**Selected passage:**
________

A&E Review

Winter Break Wrap Up

Photo credit to Genius.

“SINNER GET READY” Lingua Ignota

In a haunting and harrowing sequel to “Caligula,” Lingua Ignota delves into her grief on “SINNER GET READY,” ejecting listeners from their bodies into the inferno of her heart as she combats the grief of the Catholic trauma she experienced as a child, with how she perceives the reality of a COVID-19 riddled, postmodern America.

Combining her classical training with elements of post-rock, noise rock and opera, Ignota develops a compelling grandiosity to her music that sounds, ironically, most-appropriate in a cathedral. Ignota arranges her voice into a dissonant choir. While most artists would try to blend the vocals to give it variety, Ignota voices each harmony herself, clearly and distinctly; the effect of her multiple voices individually singing the same words in a variety of emotions and deliveries is haunting, like a choir of banshees.  

Her inclusion of samples on this project is also delectable and tasteful. Sparse through the album are sound bites of news clips from Americans reacting to the pandemic in real-time. Their comments, and the way they align with this album’s themes, are the nails that shut the thematic casket shut.

________

**Data for analysis:**
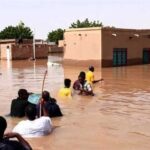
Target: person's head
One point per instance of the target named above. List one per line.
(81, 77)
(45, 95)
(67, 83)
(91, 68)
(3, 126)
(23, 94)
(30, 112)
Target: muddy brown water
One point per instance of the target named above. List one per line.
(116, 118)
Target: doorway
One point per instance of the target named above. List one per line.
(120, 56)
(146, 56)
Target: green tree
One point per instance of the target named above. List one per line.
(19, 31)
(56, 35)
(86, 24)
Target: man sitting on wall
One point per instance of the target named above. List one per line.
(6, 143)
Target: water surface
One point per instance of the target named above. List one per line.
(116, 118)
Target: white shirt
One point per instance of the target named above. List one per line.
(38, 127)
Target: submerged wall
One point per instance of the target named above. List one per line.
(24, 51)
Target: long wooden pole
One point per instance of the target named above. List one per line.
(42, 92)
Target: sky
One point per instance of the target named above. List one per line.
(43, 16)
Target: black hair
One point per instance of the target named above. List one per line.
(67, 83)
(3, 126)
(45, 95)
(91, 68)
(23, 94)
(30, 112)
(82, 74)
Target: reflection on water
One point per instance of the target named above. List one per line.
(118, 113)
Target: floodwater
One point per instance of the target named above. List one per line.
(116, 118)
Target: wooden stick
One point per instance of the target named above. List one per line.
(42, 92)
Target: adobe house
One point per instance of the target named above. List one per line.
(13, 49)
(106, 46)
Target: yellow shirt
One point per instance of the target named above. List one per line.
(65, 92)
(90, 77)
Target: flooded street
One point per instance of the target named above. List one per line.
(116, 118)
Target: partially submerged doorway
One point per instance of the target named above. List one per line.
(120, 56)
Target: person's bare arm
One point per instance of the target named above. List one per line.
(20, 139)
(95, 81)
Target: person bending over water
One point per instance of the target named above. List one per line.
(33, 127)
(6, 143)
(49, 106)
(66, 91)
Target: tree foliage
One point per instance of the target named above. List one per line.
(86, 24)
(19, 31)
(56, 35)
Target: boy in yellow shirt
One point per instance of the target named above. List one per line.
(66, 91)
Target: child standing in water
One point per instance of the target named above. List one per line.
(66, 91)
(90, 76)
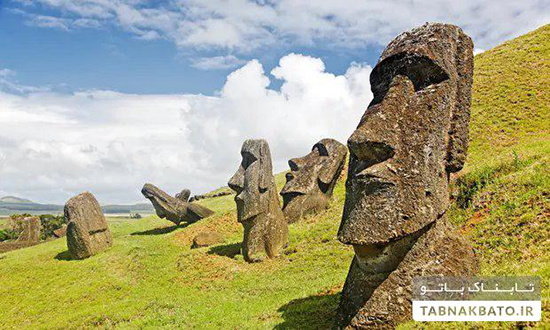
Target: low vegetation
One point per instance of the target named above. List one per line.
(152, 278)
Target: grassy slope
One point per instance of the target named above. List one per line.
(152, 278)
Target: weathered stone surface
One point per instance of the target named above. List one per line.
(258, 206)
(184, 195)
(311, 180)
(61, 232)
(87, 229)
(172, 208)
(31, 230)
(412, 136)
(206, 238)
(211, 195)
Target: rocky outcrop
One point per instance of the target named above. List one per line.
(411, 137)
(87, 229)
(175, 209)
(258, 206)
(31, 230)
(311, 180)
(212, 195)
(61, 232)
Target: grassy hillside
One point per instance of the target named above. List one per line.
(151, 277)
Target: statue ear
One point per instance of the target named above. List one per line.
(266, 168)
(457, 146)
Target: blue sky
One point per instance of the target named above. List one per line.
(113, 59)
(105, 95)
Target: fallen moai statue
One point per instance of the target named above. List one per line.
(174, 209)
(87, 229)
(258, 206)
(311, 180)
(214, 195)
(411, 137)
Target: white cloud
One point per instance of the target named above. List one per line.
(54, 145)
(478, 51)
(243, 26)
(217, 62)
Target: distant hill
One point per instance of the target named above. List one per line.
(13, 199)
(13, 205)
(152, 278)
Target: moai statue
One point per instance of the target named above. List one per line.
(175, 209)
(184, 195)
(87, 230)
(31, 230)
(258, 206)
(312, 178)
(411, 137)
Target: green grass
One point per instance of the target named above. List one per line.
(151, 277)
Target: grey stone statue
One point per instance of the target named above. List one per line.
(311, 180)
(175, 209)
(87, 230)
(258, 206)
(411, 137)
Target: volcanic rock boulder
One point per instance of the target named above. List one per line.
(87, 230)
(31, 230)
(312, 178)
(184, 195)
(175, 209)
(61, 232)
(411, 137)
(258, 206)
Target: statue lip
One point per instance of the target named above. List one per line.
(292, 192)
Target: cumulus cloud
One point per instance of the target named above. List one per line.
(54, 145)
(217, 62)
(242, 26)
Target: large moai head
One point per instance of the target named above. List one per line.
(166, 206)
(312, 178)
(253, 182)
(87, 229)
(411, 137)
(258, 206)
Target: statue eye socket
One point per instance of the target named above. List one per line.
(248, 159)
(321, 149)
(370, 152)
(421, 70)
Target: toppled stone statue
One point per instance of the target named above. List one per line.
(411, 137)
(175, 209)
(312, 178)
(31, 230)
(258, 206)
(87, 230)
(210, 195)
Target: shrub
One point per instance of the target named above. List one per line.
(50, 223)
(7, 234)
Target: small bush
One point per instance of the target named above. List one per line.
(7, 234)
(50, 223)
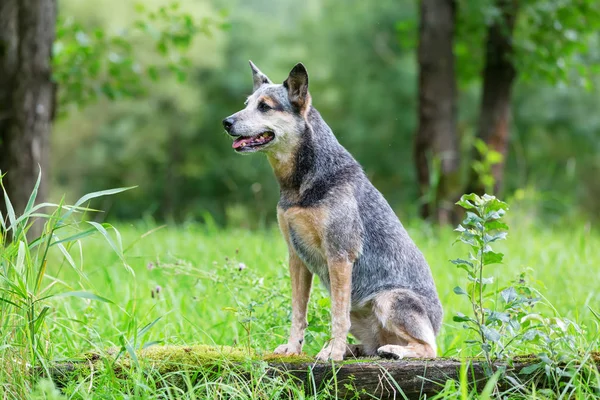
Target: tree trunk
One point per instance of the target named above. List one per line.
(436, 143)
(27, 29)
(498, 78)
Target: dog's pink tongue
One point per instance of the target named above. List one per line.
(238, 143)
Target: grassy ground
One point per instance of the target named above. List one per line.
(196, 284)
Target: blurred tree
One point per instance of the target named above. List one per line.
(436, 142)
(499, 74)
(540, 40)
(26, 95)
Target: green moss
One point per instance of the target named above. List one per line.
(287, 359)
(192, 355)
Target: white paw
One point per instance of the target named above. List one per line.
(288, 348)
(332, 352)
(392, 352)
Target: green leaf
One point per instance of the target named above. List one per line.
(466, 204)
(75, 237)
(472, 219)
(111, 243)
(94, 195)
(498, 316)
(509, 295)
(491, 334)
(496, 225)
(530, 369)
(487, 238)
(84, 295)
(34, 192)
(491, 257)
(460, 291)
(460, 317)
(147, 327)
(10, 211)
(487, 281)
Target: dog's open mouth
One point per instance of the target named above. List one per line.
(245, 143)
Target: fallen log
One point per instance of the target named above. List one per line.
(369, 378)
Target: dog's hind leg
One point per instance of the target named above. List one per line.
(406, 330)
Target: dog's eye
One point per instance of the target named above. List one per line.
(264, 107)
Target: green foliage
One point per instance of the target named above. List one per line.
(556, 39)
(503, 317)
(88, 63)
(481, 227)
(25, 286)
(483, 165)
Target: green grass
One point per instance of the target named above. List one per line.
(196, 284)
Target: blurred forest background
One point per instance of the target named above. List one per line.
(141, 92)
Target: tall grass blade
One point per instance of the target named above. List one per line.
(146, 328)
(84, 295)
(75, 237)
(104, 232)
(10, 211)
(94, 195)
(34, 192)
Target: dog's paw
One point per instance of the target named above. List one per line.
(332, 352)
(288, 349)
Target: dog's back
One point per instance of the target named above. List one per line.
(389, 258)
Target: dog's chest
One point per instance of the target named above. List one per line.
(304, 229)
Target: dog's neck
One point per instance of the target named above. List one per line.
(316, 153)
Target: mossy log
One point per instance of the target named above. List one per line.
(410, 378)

________

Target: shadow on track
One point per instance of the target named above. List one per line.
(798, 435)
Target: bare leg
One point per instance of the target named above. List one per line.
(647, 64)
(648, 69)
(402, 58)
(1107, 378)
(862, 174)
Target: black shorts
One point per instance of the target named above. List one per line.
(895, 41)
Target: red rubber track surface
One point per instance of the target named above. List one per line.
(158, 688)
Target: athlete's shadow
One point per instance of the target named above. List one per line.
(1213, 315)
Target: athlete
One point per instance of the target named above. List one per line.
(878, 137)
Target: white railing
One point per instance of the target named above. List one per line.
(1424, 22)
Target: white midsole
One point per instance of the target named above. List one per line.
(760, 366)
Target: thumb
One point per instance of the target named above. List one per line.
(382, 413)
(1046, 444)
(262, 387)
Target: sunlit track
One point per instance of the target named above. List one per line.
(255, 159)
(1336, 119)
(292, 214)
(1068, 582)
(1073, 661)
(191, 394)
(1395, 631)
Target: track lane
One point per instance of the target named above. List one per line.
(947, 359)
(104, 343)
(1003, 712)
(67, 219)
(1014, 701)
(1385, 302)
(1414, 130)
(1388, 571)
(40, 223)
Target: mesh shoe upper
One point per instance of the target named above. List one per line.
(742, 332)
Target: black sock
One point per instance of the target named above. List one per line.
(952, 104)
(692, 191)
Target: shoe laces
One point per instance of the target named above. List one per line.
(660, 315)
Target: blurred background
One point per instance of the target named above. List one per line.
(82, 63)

________

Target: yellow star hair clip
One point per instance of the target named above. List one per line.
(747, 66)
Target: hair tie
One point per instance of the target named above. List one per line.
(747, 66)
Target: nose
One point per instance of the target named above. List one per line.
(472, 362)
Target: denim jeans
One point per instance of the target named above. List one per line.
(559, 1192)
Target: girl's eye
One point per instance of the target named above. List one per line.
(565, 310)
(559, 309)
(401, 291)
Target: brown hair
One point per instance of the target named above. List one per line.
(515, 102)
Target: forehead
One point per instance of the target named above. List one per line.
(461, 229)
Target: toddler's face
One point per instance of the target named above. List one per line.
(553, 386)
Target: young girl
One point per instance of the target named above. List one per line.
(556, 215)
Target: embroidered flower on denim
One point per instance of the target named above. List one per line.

________

**Task instructions:**
Revise the review's passage between "Combining her classical" and "thematic casket shut.", inclusive, replacing "cathedral" with "concert hall". Work from the review alone.

**Answer box:**
Combining her classical training with elements of post-rock, noise rock and opera, Ignota develops a compelling grandiosity to her music that sounds, ironically, most-appropriate in a concert hall. Ignota arranges her voice into a dissonant choir. While most artists would try to blend the vocals to give it variety, Ignota voices each harmony herself, clearly and distinctly; the effect of her multiple voices individually singing the same words in a variety of emotions and deliveries is haunting, like a choir of banshees.  

Her inclusion of samples on this project is also delectable and tasteful. Sparse through the album are sound bites of news clips from Americans reacting to the pandemic in real-time. Their comments, and the way they align with this album’s themes, are the nails that shut the thematic casket shut.